What a wonderful piece! Amazingly intricate.


----------



## TenGees (Sep 12, 2012)

Like the rest of the gang, I think it's just incredible. Nice work.


----------



## Oscar36 (Feb 23, 2019)

Beautiful piece. Wonderful craftsmanship there.


----------



## 1fizgig (Feb 11, 2018)

RainMan 2.0 said:


> Incredible work imo . I want to build a coffee table someday , but nothing this incredibly elaborate


That would be after insulation in the shop, right?
😈


----------



## 1fizgig (Feb 11, 2018)

Fantastic work Kitty, very well done.


----------



## Biagio (Mar 2, 2013)

1fizgig said:


> That would be after insulation in the shop, right?
> 😈


I was wondering when that meme would re-appear, given the Northern Hemisphere Spring.
You have been awfully quiet, Rick. Have you been secretly insulating without telling us?


----------



## MarkJonesRanger (Aug 14, 2020)

Thanks for sharing great work!


----------



## dayzman (Nov 29, 2009)

WOWZERS.. That is amazing!
May I ,ask how long that piece took?
I am not sure if I have ever seen a table that beautiful!
Charles


----------



## bfblack (May 2, 2012)

Thanks for sharing your amazing work.


----------



## mariop (Jan 3, 2010)

Terrific looking table! Can you tell us where you got the material (the japanese material)?


----------



## Straightlines (May 15, 2013)

WOW, simply WOW!

Dataset items:
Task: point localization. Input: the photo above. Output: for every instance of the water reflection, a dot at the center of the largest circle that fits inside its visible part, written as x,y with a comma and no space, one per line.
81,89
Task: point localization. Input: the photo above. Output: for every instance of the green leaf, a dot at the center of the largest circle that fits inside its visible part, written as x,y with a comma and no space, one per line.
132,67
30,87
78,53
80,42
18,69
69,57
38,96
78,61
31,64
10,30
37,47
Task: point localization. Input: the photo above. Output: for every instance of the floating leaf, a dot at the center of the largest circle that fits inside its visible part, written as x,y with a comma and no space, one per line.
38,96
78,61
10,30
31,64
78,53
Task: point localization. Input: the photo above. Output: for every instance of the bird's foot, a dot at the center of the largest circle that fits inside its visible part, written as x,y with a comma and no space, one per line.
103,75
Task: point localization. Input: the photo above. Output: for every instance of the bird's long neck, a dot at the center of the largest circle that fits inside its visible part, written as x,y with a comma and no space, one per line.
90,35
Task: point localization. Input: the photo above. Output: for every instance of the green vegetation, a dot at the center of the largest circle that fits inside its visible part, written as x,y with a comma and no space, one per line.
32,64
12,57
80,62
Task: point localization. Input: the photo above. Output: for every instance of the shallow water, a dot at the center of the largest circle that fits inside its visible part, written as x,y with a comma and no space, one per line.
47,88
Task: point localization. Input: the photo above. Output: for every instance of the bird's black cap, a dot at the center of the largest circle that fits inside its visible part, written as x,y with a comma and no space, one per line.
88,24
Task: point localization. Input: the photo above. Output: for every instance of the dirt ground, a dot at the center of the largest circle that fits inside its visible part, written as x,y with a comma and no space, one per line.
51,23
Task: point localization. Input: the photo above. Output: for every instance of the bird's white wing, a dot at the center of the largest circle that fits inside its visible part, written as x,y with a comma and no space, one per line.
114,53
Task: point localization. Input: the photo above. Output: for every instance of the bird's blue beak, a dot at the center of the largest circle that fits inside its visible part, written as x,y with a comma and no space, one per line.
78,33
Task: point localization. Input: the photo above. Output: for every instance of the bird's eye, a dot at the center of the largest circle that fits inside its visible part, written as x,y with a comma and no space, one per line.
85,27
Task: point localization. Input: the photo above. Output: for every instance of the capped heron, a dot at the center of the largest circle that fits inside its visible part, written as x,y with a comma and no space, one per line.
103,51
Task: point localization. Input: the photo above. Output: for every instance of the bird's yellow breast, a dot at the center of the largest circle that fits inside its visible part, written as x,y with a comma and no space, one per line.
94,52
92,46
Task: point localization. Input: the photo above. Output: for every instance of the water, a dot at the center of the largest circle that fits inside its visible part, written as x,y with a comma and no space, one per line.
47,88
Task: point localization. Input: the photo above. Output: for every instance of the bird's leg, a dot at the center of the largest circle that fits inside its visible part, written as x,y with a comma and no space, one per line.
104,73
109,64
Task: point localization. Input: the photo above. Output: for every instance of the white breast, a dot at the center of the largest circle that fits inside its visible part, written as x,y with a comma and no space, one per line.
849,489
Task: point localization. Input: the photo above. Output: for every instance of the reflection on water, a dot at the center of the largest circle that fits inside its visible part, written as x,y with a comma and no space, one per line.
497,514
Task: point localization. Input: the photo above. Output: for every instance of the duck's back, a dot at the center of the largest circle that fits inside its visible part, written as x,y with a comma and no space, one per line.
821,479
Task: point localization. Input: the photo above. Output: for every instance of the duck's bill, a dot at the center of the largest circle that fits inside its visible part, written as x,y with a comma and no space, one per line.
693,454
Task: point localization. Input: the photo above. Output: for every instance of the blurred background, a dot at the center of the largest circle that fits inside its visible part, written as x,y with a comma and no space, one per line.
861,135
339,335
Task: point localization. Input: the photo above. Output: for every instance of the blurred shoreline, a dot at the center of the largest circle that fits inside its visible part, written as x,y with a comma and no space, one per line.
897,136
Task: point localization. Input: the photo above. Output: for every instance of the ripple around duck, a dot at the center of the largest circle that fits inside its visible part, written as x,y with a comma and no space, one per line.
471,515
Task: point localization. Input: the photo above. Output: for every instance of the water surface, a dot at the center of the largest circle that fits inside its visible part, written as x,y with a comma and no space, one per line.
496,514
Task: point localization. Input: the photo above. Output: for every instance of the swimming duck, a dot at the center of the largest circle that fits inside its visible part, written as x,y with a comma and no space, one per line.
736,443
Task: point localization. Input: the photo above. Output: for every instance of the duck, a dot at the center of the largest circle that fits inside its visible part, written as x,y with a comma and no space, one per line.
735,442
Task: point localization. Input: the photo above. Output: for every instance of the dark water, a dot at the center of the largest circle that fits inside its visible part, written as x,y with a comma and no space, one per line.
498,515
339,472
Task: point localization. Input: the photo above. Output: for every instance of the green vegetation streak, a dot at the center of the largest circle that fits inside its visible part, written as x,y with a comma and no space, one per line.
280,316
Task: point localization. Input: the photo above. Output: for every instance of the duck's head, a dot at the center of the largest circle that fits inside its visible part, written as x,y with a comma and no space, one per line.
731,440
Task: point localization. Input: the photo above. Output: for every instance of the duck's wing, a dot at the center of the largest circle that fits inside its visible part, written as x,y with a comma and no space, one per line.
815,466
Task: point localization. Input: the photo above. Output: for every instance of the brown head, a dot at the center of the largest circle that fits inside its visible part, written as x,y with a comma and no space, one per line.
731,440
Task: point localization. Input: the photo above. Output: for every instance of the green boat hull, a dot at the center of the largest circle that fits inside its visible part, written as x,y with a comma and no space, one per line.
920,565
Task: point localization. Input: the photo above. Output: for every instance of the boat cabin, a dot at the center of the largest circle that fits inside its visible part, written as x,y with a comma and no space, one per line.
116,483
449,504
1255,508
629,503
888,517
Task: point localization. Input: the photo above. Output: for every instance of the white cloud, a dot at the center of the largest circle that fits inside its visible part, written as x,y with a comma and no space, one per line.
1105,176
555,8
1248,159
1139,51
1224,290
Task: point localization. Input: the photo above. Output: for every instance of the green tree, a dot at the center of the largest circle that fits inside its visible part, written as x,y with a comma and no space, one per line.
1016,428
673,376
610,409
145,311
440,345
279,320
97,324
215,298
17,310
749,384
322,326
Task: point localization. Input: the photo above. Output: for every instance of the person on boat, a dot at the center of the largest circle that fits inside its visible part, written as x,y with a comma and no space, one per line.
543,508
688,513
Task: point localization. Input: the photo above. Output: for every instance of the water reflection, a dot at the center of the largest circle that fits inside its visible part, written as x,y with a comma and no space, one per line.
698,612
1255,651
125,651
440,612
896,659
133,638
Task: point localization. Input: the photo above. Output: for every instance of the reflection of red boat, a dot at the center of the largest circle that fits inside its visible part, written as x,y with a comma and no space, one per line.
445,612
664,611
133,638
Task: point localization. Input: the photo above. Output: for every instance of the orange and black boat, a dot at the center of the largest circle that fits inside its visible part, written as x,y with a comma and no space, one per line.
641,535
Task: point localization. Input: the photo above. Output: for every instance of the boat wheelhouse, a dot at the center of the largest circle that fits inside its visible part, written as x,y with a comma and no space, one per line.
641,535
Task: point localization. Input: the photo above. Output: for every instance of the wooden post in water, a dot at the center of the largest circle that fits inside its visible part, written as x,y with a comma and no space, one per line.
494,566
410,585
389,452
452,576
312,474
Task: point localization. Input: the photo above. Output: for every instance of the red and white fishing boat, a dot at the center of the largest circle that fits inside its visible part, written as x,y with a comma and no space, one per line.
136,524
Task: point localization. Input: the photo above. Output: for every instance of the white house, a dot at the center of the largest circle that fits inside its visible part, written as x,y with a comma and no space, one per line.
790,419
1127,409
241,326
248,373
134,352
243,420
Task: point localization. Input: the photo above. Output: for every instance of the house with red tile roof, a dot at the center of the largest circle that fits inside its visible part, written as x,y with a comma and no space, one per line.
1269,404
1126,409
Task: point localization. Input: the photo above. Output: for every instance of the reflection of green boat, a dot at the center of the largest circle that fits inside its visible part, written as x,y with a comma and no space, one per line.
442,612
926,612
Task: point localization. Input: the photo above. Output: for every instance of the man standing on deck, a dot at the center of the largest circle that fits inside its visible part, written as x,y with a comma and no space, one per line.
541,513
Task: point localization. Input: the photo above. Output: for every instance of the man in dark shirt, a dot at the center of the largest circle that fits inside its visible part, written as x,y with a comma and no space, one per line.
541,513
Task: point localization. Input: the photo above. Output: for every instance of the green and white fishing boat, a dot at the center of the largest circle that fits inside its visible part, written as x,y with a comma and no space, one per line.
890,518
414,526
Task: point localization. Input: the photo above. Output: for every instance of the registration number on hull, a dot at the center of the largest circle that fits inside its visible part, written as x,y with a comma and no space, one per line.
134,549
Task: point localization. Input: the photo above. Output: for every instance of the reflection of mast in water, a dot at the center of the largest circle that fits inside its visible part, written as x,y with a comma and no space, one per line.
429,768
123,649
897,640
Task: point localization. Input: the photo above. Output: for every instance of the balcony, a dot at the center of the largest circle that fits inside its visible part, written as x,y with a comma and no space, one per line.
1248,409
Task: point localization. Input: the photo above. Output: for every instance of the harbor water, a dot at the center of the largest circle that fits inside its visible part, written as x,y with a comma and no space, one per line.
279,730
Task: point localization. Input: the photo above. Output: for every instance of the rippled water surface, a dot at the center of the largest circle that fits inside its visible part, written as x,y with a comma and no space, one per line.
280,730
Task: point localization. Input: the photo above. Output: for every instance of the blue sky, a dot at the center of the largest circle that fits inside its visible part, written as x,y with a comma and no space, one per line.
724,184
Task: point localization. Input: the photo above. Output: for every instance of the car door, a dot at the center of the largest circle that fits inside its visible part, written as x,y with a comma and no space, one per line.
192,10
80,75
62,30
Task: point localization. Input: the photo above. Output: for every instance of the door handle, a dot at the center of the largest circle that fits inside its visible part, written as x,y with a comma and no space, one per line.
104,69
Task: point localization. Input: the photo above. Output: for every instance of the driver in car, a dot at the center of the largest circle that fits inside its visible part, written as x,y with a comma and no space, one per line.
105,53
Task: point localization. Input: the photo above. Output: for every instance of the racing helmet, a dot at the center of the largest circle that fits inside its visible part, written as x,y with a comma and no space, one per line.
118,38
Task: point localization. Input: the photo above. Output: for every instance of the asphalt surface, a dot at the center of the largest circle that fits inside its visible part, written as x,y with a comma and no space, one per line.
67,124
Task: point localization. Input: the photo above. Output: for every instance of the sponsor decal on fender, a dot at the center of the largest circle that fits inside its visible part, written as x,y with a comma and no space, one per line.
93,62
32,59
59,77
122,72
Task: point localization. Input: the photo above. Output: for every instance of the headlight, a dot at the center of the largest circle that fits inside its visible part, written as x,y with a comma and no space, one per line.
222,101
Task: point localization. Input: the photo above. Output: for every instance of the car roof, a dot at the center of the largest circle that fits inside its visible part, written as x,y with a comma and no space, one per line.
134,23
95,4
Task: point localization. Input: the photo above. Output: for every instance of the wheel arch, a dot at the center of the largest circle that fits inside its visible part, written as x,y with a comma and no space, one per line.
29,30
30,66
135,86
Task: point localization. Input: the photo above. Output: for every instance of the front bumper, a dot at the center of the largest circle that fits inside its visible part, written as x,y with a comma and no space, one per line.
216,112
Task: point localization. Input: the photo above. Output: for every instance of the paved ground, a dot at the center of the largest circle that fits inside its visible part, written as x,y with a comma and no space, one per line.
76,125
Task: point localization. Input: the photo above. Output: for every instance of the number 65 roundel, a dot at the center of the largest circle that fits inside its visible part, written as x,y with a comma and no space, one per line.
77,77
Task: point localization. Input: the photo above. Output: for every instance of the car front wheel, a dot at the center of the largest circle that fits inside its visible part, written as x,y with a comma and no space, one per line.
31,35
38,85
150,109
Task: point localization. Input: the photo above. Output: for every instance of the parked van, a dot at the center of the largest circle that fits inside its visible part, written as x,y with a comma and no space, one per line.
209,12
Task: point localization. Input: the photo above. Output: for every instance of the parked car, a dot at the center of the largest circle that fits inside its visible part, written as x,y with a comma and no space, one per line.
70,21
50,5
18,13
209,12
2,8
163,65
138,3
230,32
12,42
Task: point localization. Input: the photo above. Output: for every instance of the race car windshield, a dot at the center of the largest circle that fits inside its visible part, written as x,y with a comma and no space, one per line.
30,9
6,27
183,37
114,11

= Task requirements =
A - Can you pull out every line of the records that contains the string "vegetation", matching case exactly, and copy those lines?
B - Could you pick up the forum thread praising the handcrafted table after its last post and write the replies that come next?
The records are unrelated to the forum thread about the table.

= The responses =
A -
Task: point localization. Input: the photo above. Output: for every instance of the green vegetation, a dot at the center of the largest circle that fits inside its visible part, written as x,y with a comma and no space, one per line.
Task: point localization. Input: the photo above. Output: for every instance of the green vegetation streak, a dot at the center of the largest circle that fits inside its visible part, written as x,y with a comma and no space, one per line.

B -
That is a fantastic piece. But now comes the hard part: You have raised the bar mighty high and we can hardly wait for the encore piece 👍🏼👍🏼😂😂

In the mean time, most of us would love to hear the details of its creation, but Pictorial would be even better. Thanks so much for sharing your creation with us!

Did you use something like the Bridge City Toolworks multi-saw for this?


----------



## Gary Lee (Jul 9, 2007)

Cool.....


----------



## [email protected] (Aug 20, 2019)

Thank you for all your comments and compliments. 
- Where can you get Japanese Spruce?
I bought the material from Michael Byrd in Japan, contact email: [email protected]. He is very accommodating and reasonable.

- Did you use Bridge City Toolworks multi-saw?
I can't afford Bridge City tools . I used Japanese flush cutting saw (also called kumiko saw) on Amazon for fraction of the cost and it works very well https://smile.amazon.com/Gyokucho-R...1620439647&sprefix=detail+saw,aps,157&sr=8-52 .

- How did you cut the inlay pieces?
There are a lot of "how to" video on YouTube to make Japanese kumiko. Most of non-Japanese woodworkers make internal "Y" with three individual pieces where traditional Japanese method use one long piece with a slit in the middle and fit the second piece to form "Y". Here are the jigs I used. First picture is for cutting pieces to length, second one for angles.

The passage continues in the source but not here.